How to complete this task → Take the data below and extract the lines from the one with "box: [388, 348, 434, 358]" to the one with "positive clicks: (311, 435)", inclusive, exactly as written.

[Records for the task]

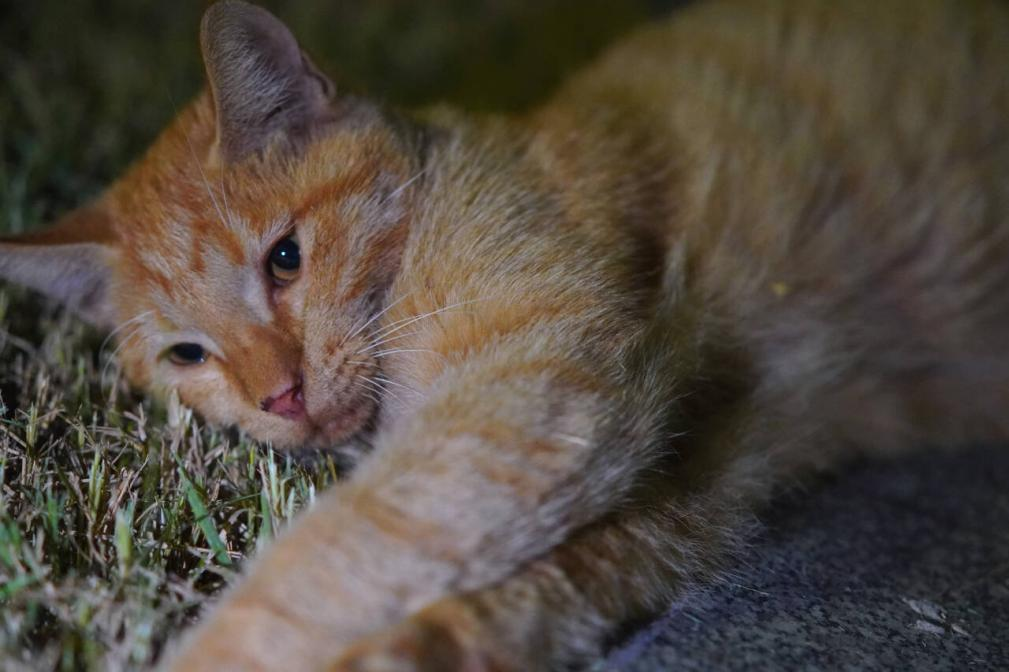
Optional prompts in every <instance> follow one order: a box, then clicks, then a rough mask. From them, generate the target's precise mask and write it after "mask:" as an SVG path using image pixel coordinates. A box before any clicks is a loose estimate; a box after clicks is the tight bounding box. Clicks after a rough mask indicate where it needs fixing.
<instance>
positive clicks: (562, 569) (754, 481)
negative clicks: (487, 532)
mask: <svg viewBox="0 0 1009 672" xmlns="http://www.w3.org/2000/svg"><path fill="white" fill-rule="evenodd" d="M765 429H767V428H758V427H757V426H756V425H755V424H750V425H749V427H739V428H734V430H733V431H732V432H723V433H722V434H721V437H720V438H719V439H717V440H716V441H715V442H713V443H712V442H703V443H701V445H693V446H692V447H691V456H690V457H686V458H685V459H683V460H680V461H678V462H677V463H675V464H671V465H670V467H671V475H672V478H671V479H668V480H666V481H659V482H655V483H652V484H651V486H650V487H647V488H646V489H648V492H646V493H643V494H641V495H640V499H639V500H638V501H637V502H636V503H635V505H634V506H630V507H626V508H624V510H623V511H622V512H620V513H614V514H612V515H610V516H608V517H607V518H606V519H604V520H602V521H600V522H598V523H595V524H592V525H590V526H588V527H586V528H585V529H583V530H581V531H580V532H579V533H578V534H576V535H574V536H573V537H572V538H571V539H570V540H568V541H567V542H565V543H564V544H562V545H560V546H559V547H557V548H556V549H555V550H553V551H551V552H550V553H548V554H547V555H545V556H543V557H541V558H539V559H537V560H536V561H534V562H532V563H530V564H529V565H527V566H526V567H525V568H523V569H522V570H521V571H520V572H519V573H518V574H516V575H514V576H512V577H510V578H508V579H506V580H505V581H502V582H500V583H498V584H496V585H494V586H490V587H487V588H484V589H481V590H476V591H473V592H470V593H467V594H463V595H456V596H450V597H447V598H444V599H442V600H439V601H437V602H435V603H434V604H432V605H430V606H428V607H425V608H423V609H422V610H420V611H419V612H417V613H416V614H414V615H413V617H411V618H409V619H407V620H406V621H404V622H403V623H401V624H399V625H398V626H396V627H394V628H391V629H389V630H387V631H384V632H382V633H379V634H377V635H374V636H371V637H368V638H365V639H364V640H361V641H359V642H357V643H355V644H354V645H353V646H352V647H350V648H349V649H348V651H347V652H346V653H345V654H344V656H343V657H342V658H341V659H340V660H339V661H338V662H337V663H335V664H334V665H333V666H332V668H331V672H380V671H381V672H388V671H393V670H395V671H396V672H455V671H458V672H520V671H522V672H550V671H553V670H569V669H581V666H582V665H584V664H586V663H587V662H589V661H591V660H597V659H598V657H599V656H601V655H603V653H604V643H605V642H606V640H607V639H609V638H611V637H612V636H613V634H614V633H615V632H616V631H618V629H619V628H621V627H622V626H624V625H626V624H628V623H630V622H634V621H636V620H641V619H644V618H647V617H650V615H653V614H654V613H656V612H657V611H658V610H660V609H662V608H663V607H665V606H666V605H668V604H669V602H670V600H672V599H674V598H675V597H676V596H677V595H679V594H682V592H683V591H684V589H685V588H687V587H689V586H690V585H693V584H697V583H698V582H702V581H705V580H709V579H711V578H712V577H713V576H714V575H715V574H716V573H717V572H718V571H719V570H720V569H722V568H723V567H725V565H726V564H727V561H728V560H730V559H731V558H732V556H733V554H734V552H737V551H739V550H740V549H741V548H742V547H743V546H744V544H745V542H746V540H747V539H748V538H749V537H750V536H752V534H753V531H754V529H755V528H756V526H755V524H754V520H755V519H754V516H753V512H754V510H755V509H756V508H757V507H758V506H759V505H760V502H762V501H764V500H765V499H766V498H767V496H768V495H769V493H770V492H771V491H772V488H773V485H774V483H775V482H776V480H777V478H778V477H780V476H781V475H784V473H785V472H787V473H789V474H792V473H794V471H793V470H792V469H791V467H790V466H789V464H790V463H791V462H790V460H775V459H774V452H775V451H773V450H767V448H768V447H769V445H770V444H769V443H768V440H770V437H769V436H767V435H766V434H765V435H764V436H762V434H764V431H765ZM796 429H801V428H796ZM719 443H720V444H721V445H718V444H719ZM778 445H781V444H778ZM759 455H768V456H769V457H770V459H767V460H764V459H759V458H758V459H755V458H757V457H758V456H759ZM674 474H675V475H674Z"/></svg>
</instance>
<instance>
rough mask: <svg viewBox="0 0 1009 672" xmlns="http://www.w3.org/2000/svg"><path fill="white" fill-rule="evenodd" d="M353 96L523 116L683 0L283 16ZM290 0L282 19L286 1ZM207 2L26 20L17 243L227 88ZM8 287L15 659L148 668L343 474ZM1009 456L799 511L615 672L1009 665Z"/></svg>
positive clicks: (874, 468) (9, 30) (10, 589)
mask: <svg viewBox="0 0 1009 672" xmlns="http://www.w3.org/2000/svg"><path fill="white" fill-rule="evenodd" d="M267 4H269V5H272V6H273V8H274V9H275V10H276V11H277V13H278V14H279V15H281V16H282V17H283V18H285V19H286V20H287V21H289V22H290V23H291V24H292V25H293V26H294V28H295V31H296V32H297V33H298V34H299V35H301V36H302V37H303V40H304V42H305V43H306V45H307V46H308V47H309V49H310V51H312V53H313V55H314V57H315V60H316V61H317V62H318V63H319V64H320V65H321V66H322V68H323V69H324V70H326V71H327V72H328V73H330V74H331V75H332V76H333V77H334V79H336V81H337V82H338V86H339V87H341V88H343V89H349V90H355V91H366V92H370V93H371V94H372V95H375V96H376V97H378V98H379V99H381V100H383V101H386V102H388V103H389V104H396V105H418V104H427V103H431V102H435V101H439V100H448V101H450V102H454V103H457V104H461V105H464V106H466V107H469V108H474V109H479V110H490V109H516V108H521V107H523V106H526V105H529V104H531V103H532V102H534V101H535V100H537V99H538V98H539V97H541V96H543V95H544V93H545V92H547V91H548V90H549V89H550V87H551V86H552V85H553V84H554V83H556V82H557V81H558V80H559V79H561V78H562V77H563V76H564V74H565V73H567V72H570V71H571V70H572V69H573V68H575V67H576V66H577V65H578V64H579V63H581V62H583V61H584V60H586V59H588V58H590V57H591V54H592V53H594V52H595V51H596V50H598V49H599V48H601V47H602V46H603V45H604V44H605V43H606V42H607V41H609V40H610V39H611V38H612V37H613V36H614V35H616V34H619V33H621V32H623V31H625V30H627V29H628V28H630V27H631V26H633V25H634V24H635V23H636V22H638V21H640V20H643V19H645V18H646V17H647V16H649V15H650V14H654V13H655V12H657V11H661V10H662V9H664V8H665V7H667V6H669V5H672V4H675V0H651V1H648V0H622V1H621V2H611V1H609V0H579V1H578V2H569V1H568V2H566V1H564V0H525V1H523V0H411V1H410V2H408V1H406V0H368V2H357V3H351V2H341V1H339V0H317V1H310V0H301V1H300V2H298V3H284V4H283V5H282V3H279V2H271V3H267ZM277 8H278V9H277ZM201 10H202V3H200V2H195V1H193V0H187V1H179V2H163V1H161V2H156V1H153V0H149V1H140V0H104V1H103V0H80V1H78V0H75V2H66V1H64V0H39V1H36V2H31V3H27V2H24V3H19V4H18V5H14V4H13V3H7V4H6V5H4V8H3V9H0V77H3V78H4V80H3V86H2V88H0V146H2V151H3V160H2V161H0V230H2V231H4V232H18V231H23V230H27V229H31V228H33V227H36V226H40V225H43V224H44V223H45V222H48V221H51V220H52V219H53V218H54V217H57V216H58V215H59V214H60V213H62V212H64V211H66V210H67V209H68V208H71V207H73V206H74V205H76V204H79V203H81V202H83V201H84V200H86V199H87V198H88V197H90V196H92V195H94V194H96V193H97V192H98V191H99V190H100V189H101V188H102V187H103V186H104V185H106V184H108V182H109V181H110V180H111V179H112V178H113V177H114V176H115V175H116V174H118V173H119V172H120V171H121V170H122V169H123V167H124V166H125V165H126V164H127V162H128V161H129V160H130V159H131V158H133V157H135V156H137V155H138V153H139V152H140V151H142V149H143V147H144V146H145V145H146V144H148V143H149V142H150V140H151V139H152V138H153V136H154V134H155V133H156V132H157V130H158V128H160V127H161V126H162V125H163V124H164V123H165V121H166V120H167V119H170V118H171V117H172V116H173V115H174V114H175V112H176V111H177V110H178V109H179V108H180V107H181V106H182V105H183V104H185V102H186V101H187V100H188V99H189V98H190V97H191V96H193V95H194V93H195V92H196V91H197V90H198V88H199V86H200V81H201V71H200V63H199V53H198V49H197V38H196V36H197V25H198V22H199V16H200V13H201ZM111 350H112V347H111V346H110V345H109V344H108V343H105V342H104V341H103V336H102V335H101V334H96V333H94V332H93V331H91V330H90V329H88V328H86V327H84V326H83V325H82V324H81V323H79V322H78V321H76V320H74V319H73V318H71V317H69V316H67V315H66V314H64V313H62V312H61V311H59V310H58V309H55V308H54V307H52V306H50V305H48V304H47V303H45V302H43V301H41V300H40V299H39V298H38V297H37V296H35V295H32V294H29V293H26V292H23V291H21V290H18V289H17V288H11V287H6V286H2V287H0V670H8V669H9V670H21V669H25V670H54V669H59V670H110V671H114V670H123V669H142V668H143V667H145V666H146V665H147V664H148V663H149V662H150V661H151V660H152V659H153V658H154V657H155V656H156V655H157V653H158V652H159V650H160V648H161V646H162V645H163V643H164V641H165V640H166V639H167V638H169V637H171V636H172V635H173V634H174V633H176V632H178V630H179V629H180V628H181V627H182V626H183V625H185V624H186V623H188V622H191V621H193V620H195V619H196V618H198V615H199V613H200V611H201V608H202V607H203V606H204V605H205V604H206V603H207V600H208V597H209V596H211V595H213V594H214V592H215V591H217V590H218V589H219V588H220V587H221V586H222V585H223V584H224V582H226V581H227V580H229V579H230V578H231V577H233V576H234V573H235V571H237V569H238V568H239V567H240V565H241V562H242V560H243V558H246V557H248V556H249V555H250V554H253V553H254V552H255V551H256V549H257V548H258V547H259V546H260V545H261V544H262V543H264V542H266V541H268V540H269V539H270V537H271V536H272V535H273V534H274V532H275V531H276V530H277V528H278V527H281V526H283V525H284V524H285V523H286V522H287V521H288V520H289V519H290V518H291V516H292V515H294V514H295V513H296V512H297V511H298V510H299V509H300V508H302V507H303V506H305V503H306V502H307V501H309V500H311V498H312V497H313V496H314V495H315V493H316V492H318V491H319V490H320V489H321V488H322V487H325V485H326V484H327V483H329V482H331V481H332V480H333V479H334V478H336V477H337V474H336V470H335V467H334V465H332V464H330V463H327V462H320V463H316V464H314V465H311V466H305V465H298V464H296V463H294V462H293V461H292V460H291V459H289V458H288V457H286V456H284V455H279V454H275V453H273V452H271V451H270V449H269V447H268V446H260V445H256V444H253V443H251V442H249V441H247V440H245V439H244V438H243V437H242V436H241V435H239V434H237V433H234V432H221V431H214V430H211V429H208V428H206V427H204V426H203V424H202V423H200V422H199V420H198V419H196V418H194V417H193V416H192V415H191V414H190V413H189V412H188V411H187V410H185V409H183V408H181V407H180V406H179V405H178V404H176V403H172V401H171V400H170V401H169V402H167V403H166V404H155V403H153V402H151V401H149V400H146V399H144V398H142V397H139V396H136V395H135V394H132V393H130V391H129V390H128V389H127V388H126V386H125V385H124V383H123V381H122V380H121V378H120V376H119V373H118V370H117V368H116V365H115V362H114V356H113V352H112V351H111ZM1007 481H1009V451H1006V450H1005V449H1004V448H1001V449H1000V448H998V447H993V448H979V449H976V450H973V451H969V452H966V453H963V454H960V455H941V456H939V457H937V458H936V457H930V456H920V457H915V458H912V459H911V460H909V461H904V462H901V463H895V464H889V465H864V466H862V467H861V468H858V469H856V470H855V471H854V472H849V473H848V474H846V475H845V476H843V477H840V478H838V479H837V481H836V482H834V483H818V484H815V485H814V486H811V487H810V488H809V491H808V492H804V493H801V494H799V495H798V496H797V498H794V499H792V500H790V501H788V502H785V503H784V505H781V506H779V507H778V508H777V509H776V510H774V511H773V512H772V513H771V514H769V515H768V517H767V520H768V521H769V523H770V527H769V532H768V534H767V535H765V536H764V537H763V539H762V541H761V542H760V543H759V544H758V545H757V546H756V548H755V549H754V552H753V553H752V554H751V555H749V556H748V561H747V562H746V563H745V565H744V566H743V567H740V568H738V569H737V571H735V572H734V573H733V574H731V575H730V576H727V577H726V578H725V580H724V581H722V582H720V583H719V584H718V585H716V586H712V587H708V588H705V589H700V590H698V591H696V592H694V593H691V594H690V595H688V596H687V597H685V598H684V599H682V600H680V601H678V602H677V603H675V604H673V605H672V606H671V608H670V610H669V612H668V613H666V614H665V615H664V617H663V618H661V619H660V620H658V621H657V622H656V623H655V624H652V625H651V626H649V627H647V628H645V629H644V630H641V631H639V632H638V633H637V634H634V635H632V636H630V637H629V638H628V639H626V640H625V641H624V642H622V643H620V644H619V645H618V646H616V647H615V649H614V651H613V653H612V654H611V655H610V656H609V657H608V658H607V659H606V660H604V661H599V662H598V664H597V665H596V666H595V668H596V669H599V670H607V671H608V670H619V671H620V672H655V671H660V670H668V669H684V670H709V669H732V670H754V669H921V670H924V669H935V670H940V669H949V670H963V669H978V670H988V669H1009V653H1007V651H1006V645H1005V641H1006V636H1005V635H1006V633H1007V632H1009V535H1007V534H1006V532H1005V531H1006V530H1009V489H1007V488H1006V487H1005V483H1006V482H1007Z"/></svg>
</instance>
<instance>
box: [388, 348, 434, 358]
mask: <svg viewBox="0 0 1009 672" xmlns="http://www.w3.org/2000/svg"><path fill="white" fill-rule="evenodd" d="M403 352H427V353H429V354H435V355H438V356H439V357H441V356H444V355H442V353H440V352H436V351H435V350H429V349H427V348H394V349H391V350H379V351H378V352H372V353H371V356H372V357H374V358H375V359H380V358H382V357H387V356H388V355H393V354H400V353H403Z"/></svg>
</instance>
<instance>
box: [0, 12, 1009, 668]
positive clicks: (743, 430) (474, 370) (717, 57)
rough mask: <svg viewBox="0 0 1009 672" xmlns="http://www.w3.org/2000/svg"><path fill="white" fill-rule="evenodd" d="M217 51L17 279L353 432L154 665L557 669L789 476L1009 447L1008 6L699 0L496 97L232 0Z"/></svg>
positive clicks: (311, 435) (681, 566) (259, 399)
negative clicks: (338, 480)
mask: <svg viewBox="0 0 1009 672" xmlns="http://www.w3.org/2000/svg"><path fill="white" fill-rule="evenodd" d="M202 44H203V51H204V57H205V63H206V68H207V75H208V80H209V88H208V91H207V92H206V93H205V94H204V95H202V96H200V97H199V98H198V99H197V100H196V101H194V102H193V104H192V105H191V106H190V107H189V108H188V109H186V110H185V111H184V112H183V113H182V114H181V115H180V116H179V118H178V119H177V120H176V121H175V122H174V123H173V124H172V125H171V126H170V127H169V128H167V130H165V131H164V133H163V134H162V136H161V137H160V138H159V139H158V140H157V141H156V142H155V144H154V145H153V147H151V149H150V150H149V151H148V152H147V154H146V155H145V156H144V157H143V158H142V159H141V160H140V161H139V162H138V163H137V164H136V165H134V166H133V167H132V169H131V170H130V171H129V172H128V173H127V174H126V175H125V176H124V177H123V178H122V179H121V180H119V181H118V182H117V183H116V184H115V185H113V186H112V187H111V188H110V189H109V190H108V192H107V193H106V194H104V195H103V196H102V197H101V198H99V199H98V200H97V201H96V202H94V203H92V204H91V205H88V206H85V207H84V208H83V209H81V210H79V211H77V212H75V213H72V214H71V215H69V216H68V217H67V218H66V219H65V220H64V221H63V222H61V223H60V224H58V225H57V226H55V227H54V228H52V229H50V230H48V231H44V232H41V233H38V234H34V235H30V236H26V237H24V238H21V239H17V240H7V241H5V242H3V243H2V244H0V272H2V274H3V275H5V276H6V277H9V278H11V279H13V281H15V282H19V283H22V284H24V285H27V286H30V287H33V288H35V289H37V290H39V291H41V292H44V293H46V294H48V295H50V296H52V297H54V298H57V299H59V300H61V301H63V302H65V303H66V304H67V305H68V306H70V307H71V308H73V309H74V310H76V311H78V312H79V313H80V314H81V315H82V316H84V317H85V318H86V319H88V320H91V321H92V322H93V323H95V324H97V325H99V326H101V327H107V328H113V327H117V328H119V329H121V331H119V332H118V333H119V334H121V336H120V338H121V341H122V343H121V344H122V349H121V352H122V355H121V356H122V360H123V363H124V366H125V369H126V371H127V373H128V375H129V376H130V378H131V379H132V380H133V381H134V382H135V383H136V384H138V385H140V386H143V387H148V388H153V389H177V390H178V391H179V394H180V396H181V397H182V399H183V400H184V401H185V402H186V403H187V404H189V405H191V406H193V407H195V408H196V409H197V410H198V411H199V412H200V413H201V414H203V416H204V417H205V418H207V419H208V420H210V421H212V422H215V423H220V424H225V425H238V426H240V427H241V428H243V429H244V430H246V431H247V432H248V433H249V434H250V435H252V436H254V437H256V438H258V439H261V440H263V441H270V442H272V443H273V444H274V445H277V446H284V447H288V448H292V449H296V448H299V447H304V446H311V447H324V448H333V447H343V449H345V450H348V451H357V450H358V448H354V446H363V445H370V446H372V447H373V450H372V452H371V454H369V455H367V456H363V455H361V459H360V462H359V464H358V465H357V467H356V470H355V472H354V474H353V475H352V477H351V478H350V479H349V480H348V481H347V482H346V483H342V484H340V485H338V486H337V487H334V488H333V489H332V491H330V492H329V493H328V494H327V495H326V496H324V497H322V498H321V499H320V500H319V501H318V503H317V505H316V506H315V507H314V508H313V509H312V510H311V511H309V512H307V513H306V514H305V515H304V516H302V518H301V521H300V522H299V523H298V524H297V525H295V526H293V528H292V529H291V530H289V531H288V532H287V534H286V535H284V536H283V537H282V538H281V539H278V540H277V541H276V543H275V544H273V546H272V547H271V548H269V549H268V550H267V551H266V552H265V553H264V554H263V555H262V557H261V558H259V559H258V560H257V561H256V562H255V563H253V565H252V566H251V568H250V569H249V571H248V572H247V575H246V576H245V578H244V580H243V581H241V582H240V583H239V584H238V585H237V586H236V587H235V588H234V589H233V590H232V591H231V592H230V593H229V594H228V595H227V596H226V597H225V598H224V599H223V600H222V601H221V603H220V604H219V605H218V606H217V608H216V610H215V611H214V612H213V613H212V614H211V615H210V618H209V619H208V621H207V622H206V623H205V624H204V625H203V626H202V627H200V628H198V629H197V630H196V632H195V633H194V634H193V635H192V636H191V637H189V638H188V639H187V641H186V642H185V643H184V645H183V646H182V647H181V649H180V650H179V651H177V652H176V654H175V655H174V656H173V657H171V658H170V662H169V663H167V666H169V667H171V669H175V670H187V671H192V670H225V669H227V670H276V669H284V670H288V671H291V672H294V671H295V670H323V669H327V670H340V671H344V672H346V671H350V670H355V671H364V670H367V671H373V672H377V671H378V670H466V671H467V672H468V671H477V670H517V671H518V670H523V671H530V670H551V669H560V668H563V667H564V666H566V665H571V664H578V663H579V662H583V661H585V660H586V659H587V658H588V657H589V656H592V655H596V654H598V652H599V651H600V646H601V644H600V643H601V642H602V640H603V638H604V637H605V636H606V635H607V634H608V633H610V632H611V631H612V630H613V629H614V628H615V627H616V626H618V625H620V624H621V623H624V622H626V621H628V620H629V619H632V618H636V617H641V615H643V614H647V613H650V612H653V611H654V610H655V609H657V608H660V607H661V606H662V605H663V604H664V603H666V602H667V600H668V599H669V598H670V596H671V595H673V594H675V593H676V592H677V591H678V590H680V589H682V588H683V586H684V585H686V584H688V583H690V582H694V581H698V580H702V579H703V578H704V577H706V576H709V575H710V573H711V572H712V571H714V570H716V569H717V568H718V567H719V566H720V565H722V564H723V563H724V561H725V559H726V557H728V555H730V554H731V553H733V552H738V551H739V549H740V544H741V541H743V540H744V539H745V537H746V533H747V529H748V527H749V526H748V523H747V522H748V521H749V520H750V517H751V516H752V513H753V512H754V510H755V509H756V508H758V507H759V506H760V505H761V503H762V502H763V501H765V500H766V499H767V497H768V496H769V495H770V494H772V493H773V491H774V488H775V486H776V485H778V484H781V483H785V482H790V481H792V480H794V479H795V478H796V477H797V476H800V475H801V474H803V473H805V472H807V471H809V470H810V469H812V468H817V467H821V466H825V465H829V464H832V463H835V462H836V461H837V460H838V459H839V458H840V457H843V456H845V455H846V454H849V453H852V452H854V451H857V450H867V451H875V452H883V451H889V450H893V449H898V448H902V447H909V446H913V445H915V444H918V443H921V442H925V441H932V440H934V441H943V442H945V441H966V440H982V439H985V440H996V439H1005V438H1007V437H1009V413H1007V412H1009V367H1007V361H1009V359H1007V358H1009V292H1007V291H1006V288H1007V287H1009V136H1007V134H1009V10H1007V9H1006V7H1005V6H1004V5H1000V4H998V3H996V2H983V1H980V0H979V1H970V2H964V1H962V0H914V1H913V2H912V1H911V0H905V1H892V2H880V1H879V0H853V1H851V2H844V3H838V2H831V1H829V0H725V1H721V2H717V1H712V2H703V3H699V4H697V5H695V6H693V7H690V8H689V9H687V10H685V11H683V12H680V13H679V14H677V15H676V16H675V17H673V18H672V19H671V20H670V21H669V22H668V23H663V24H659V25H655V26H652V27H649V28H647V29H645V30H643V31H642V32H640V33H638V34H636V35H634V36H632V37H631V38H629V39H628V40H626V41H625V42H624V43H622V44H620V45H618V46H616V47H615V48H613V49H612V50H611V51H610V52H609V53H608V54H607V55H605V57H604V58H603V59H601V60H600V61H599V62H598V63H597V64H595V65H594V66H592V67H591V68H589V69H587V70H586V71H585V72H583V73H582V74H580V75H579V76H577V77H576V78H574V79H573V80H572V81H571V82H569V83H568V84H567V85H566V86H565V87H564V88H563V89H562V90H561V91H560V92H559V93H558V94H557V95H556V96H555V97H554V98H553V99H552V100H551V101H550V102H548V103H547V104H546V105H544V106H543V107H542V108H540V109H538V110H536V111H534V112H532V113H530V114H528V115H524V116H521V117H514V118H497V117H491V118H482V117H475V116H470V115H466V114H462V113H456V112H449V111H444V110H441V111H438V112H432V113H427V114H417V115H406V114H400V113H394V112H391V111H388V110H384V109H381V108H380V107H378V106H377V105H374V104H371V103H369V102H367V101H365V100H359V99H356V98H353V97H350V96H347V95H344V94H342V93H339V92H337V91H336V89H335V88H334V86H333V85H332V84H331V83H330V82H329V81H328V80H327V79H326V78H325V77H324V76H323V75H322V74H320V73H319V72H318V71H317V69H316V68H315V67H314V66H313V64H312V63H311V61H309V59H308V58H307V57H306V55H305V54H304V53H303V52H302V50H301V49H300V48H299V46H298V44H297V43H296V41H295V39H294V37H293V36H292V35H291V34H290V32H289V31H288V30H287V28H285V27H284V25H283V24H282V23H281V22H279V21H278V20H277V19H275V18H274V17H272V16H271V15H269V14H268V13H266V12H265V11H263V10H261V9H258V8H255V7H252V6H250V5H247V4H245V3H242V2H237V1H234V0H228V1H226V2H222V3H219V4H217V5H214V6H213V7H211V8H210V9H209V10H208V12H207V14H206V17H205V19H204V22H203V29H202ZM124 326H126V328H123V327H124Z"/></svg>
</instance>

[/Records for the task]

Response area →
box: [388, 348, 434, 358]
mask: <svg viewBox="0 0 1009 672" xmlns="http://www.w3.org/2000/svg"><path fill="white" fill-rule="evenodd" d="M403 352H427V353H429V354H435V355H438V356H439V357H441V356H444V355H442V353H440V352H436V351H435V350H429V349H427V348H394V349H391V350H379V351H378V352H372V353H371V356H372V357H374V358H375V359H380V358H382V357H387V356H388V355H393V354H400V353H403Z"/></svg>
</instance>
<instance>
box: [0, 12, 1009, 668]
positive clicks: (743, 430) (474, 370) (717, 57)
rough mask: <svg viewBox="0 0 1009 672" xmlns="http://www.w3.org/2000/svg"><path fill="white" fill-rule="evenodd" d="M217 51L17 279L353 432L154 665L557 669L789 476L1009 447L1008 6L699 0L496 97L232 0Z"/></svg>
positive clicks: (311, 435) (681, 566) (259, 399)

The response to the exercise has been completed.